_Records of labeled boxes_
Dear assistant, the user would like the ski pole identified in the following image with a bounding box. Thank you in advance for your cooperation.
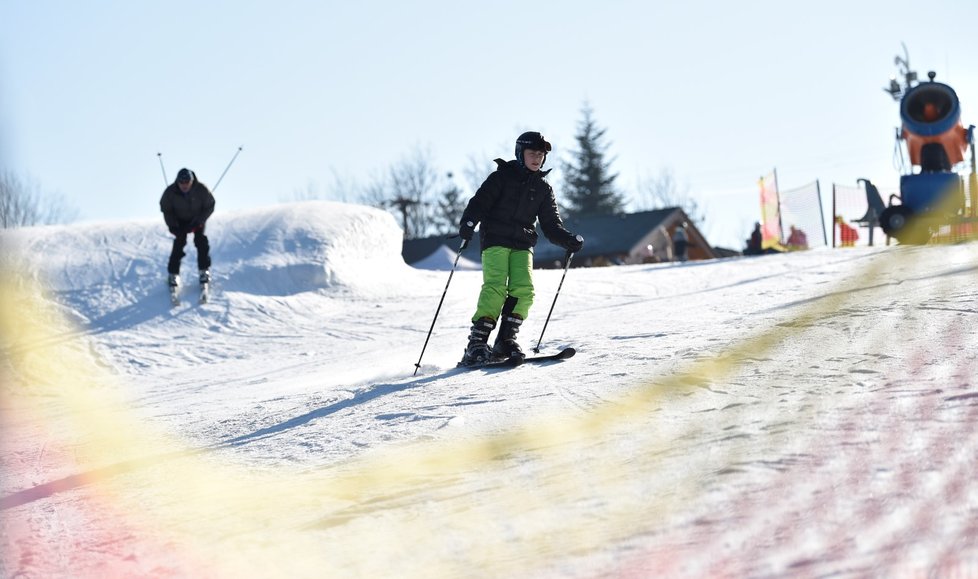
[533,251,574,354]
[211,146,244,193]
[414,239,469,376]
[156,153,170,187]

_Work to do_
Can you format the listing above as a two-column CSV with the headers text and answer, giving each text and its answer a row of their own, with every field quoted and line breaks replaced by spaces? Leave the pictures out.

_Result of this task_
text,answer
"Dear assistant, the user would like the ski pole identified in the following image with a bounding box. Thank you in advance for your cooperation.","[533,251,574,354] [211,146,244,193] [414,239,469,376] [156,153,170,187]"